_Supplied material:_
* Start *

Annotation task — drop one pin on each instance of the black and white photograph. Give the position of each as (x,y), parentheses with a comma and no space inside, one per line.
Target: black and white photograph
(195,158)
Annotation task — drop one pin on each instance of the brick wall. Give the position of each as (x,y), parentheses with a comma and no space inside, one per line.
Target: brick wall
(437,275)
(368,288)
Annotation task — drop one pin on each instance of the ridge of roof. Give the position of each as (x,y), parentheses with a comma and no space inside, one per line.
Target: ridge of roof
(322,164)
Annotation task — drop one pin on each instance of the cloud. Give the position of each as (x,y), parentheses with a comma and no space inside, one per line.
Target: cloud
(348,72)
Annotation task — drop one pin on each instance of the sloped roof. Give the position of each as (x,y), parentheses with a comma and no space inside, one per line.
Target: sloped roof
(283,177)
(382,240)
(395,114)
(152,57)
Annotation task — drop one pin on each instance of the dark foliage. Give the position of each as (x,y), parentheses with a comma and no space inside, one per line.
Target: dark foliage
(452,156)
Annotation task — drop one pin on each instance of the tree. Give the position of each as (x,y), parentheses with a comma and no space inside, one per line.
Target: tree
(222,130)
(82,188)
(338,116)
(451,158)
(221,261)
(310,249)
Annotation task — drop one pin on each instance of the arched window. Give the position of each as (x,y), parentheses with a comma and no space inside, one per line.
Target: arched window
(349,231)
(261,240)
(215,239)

* End *
* Start *

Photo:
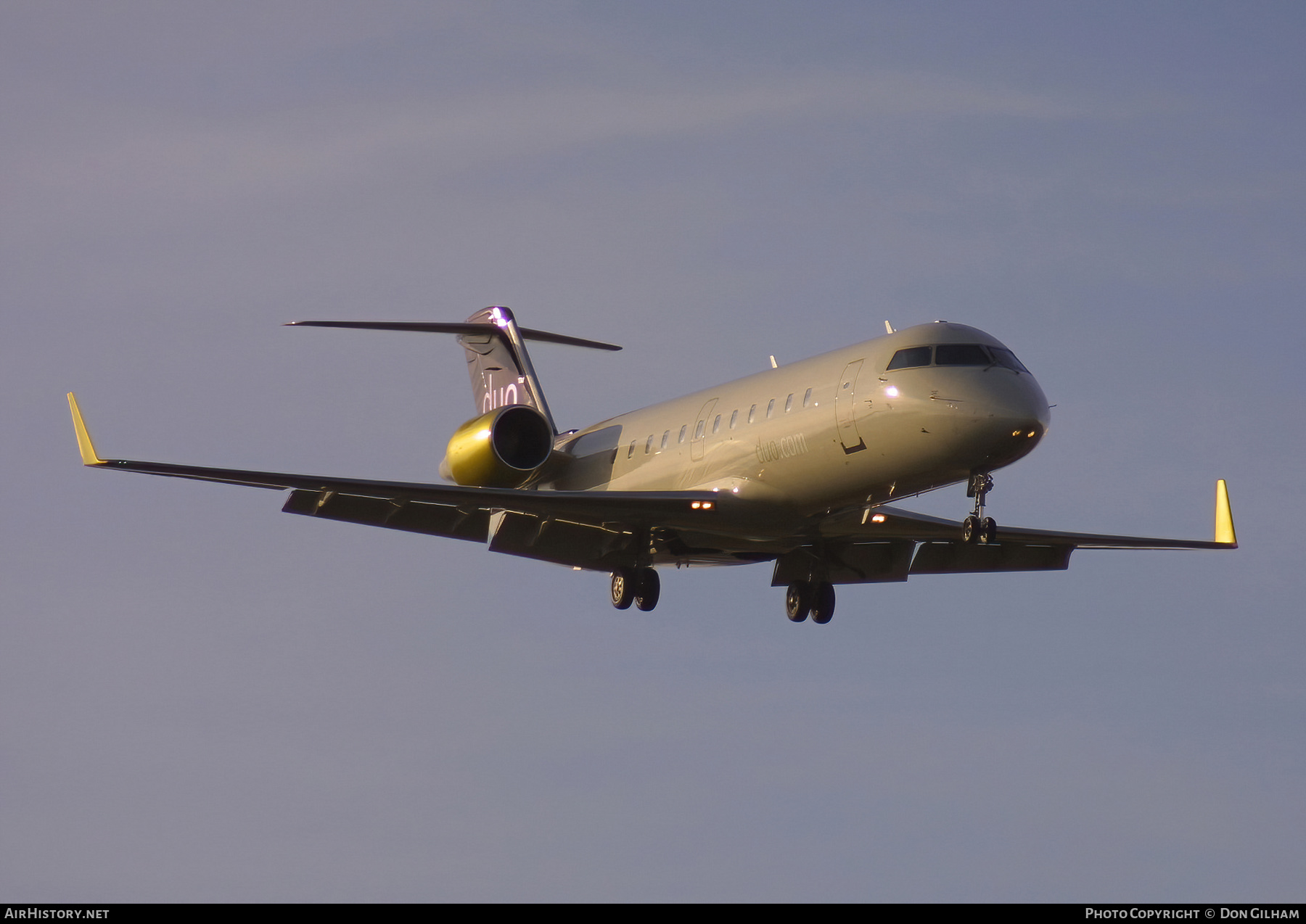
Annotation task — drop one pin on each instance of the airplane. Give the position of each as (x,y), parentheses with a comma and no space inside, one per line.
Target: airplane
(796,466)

* End *
* Start *

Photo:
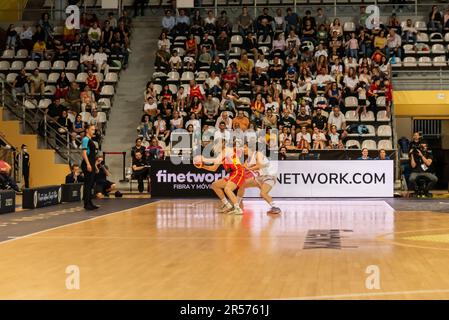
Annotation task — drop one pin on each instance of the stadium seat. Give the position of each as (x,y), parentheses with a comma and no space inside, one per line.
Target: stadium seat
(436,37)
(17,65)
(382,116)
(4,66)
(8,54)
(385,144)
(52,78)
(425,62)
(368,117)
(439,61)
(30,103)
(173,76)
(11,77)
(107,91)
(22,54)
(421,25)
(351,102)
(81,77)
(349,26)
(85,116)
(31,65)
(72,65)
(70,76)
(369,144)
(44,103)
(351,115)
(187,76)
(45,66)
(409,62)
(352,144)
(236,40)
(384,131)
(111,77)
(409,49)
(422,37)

* End *

_Your task:_ Extract every line from the items above that contains the word "airplane", and copy each of those lines in full.

_Result of the exercise:_
Annotation task — drop one pin on each instance of the airplane. Give the position of each as (x,y), parentheses with a comma and no space inside, one per line.
Target: airplane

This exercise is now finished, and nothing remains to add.